Work task — Gather all lines in the data that hold the string "Target".

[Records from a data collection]
****

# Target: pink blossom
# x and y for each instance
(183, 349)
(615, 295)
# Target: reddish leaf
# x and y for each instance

****

Response to this task —
# Target: pink blossom
# Target: reddish leaf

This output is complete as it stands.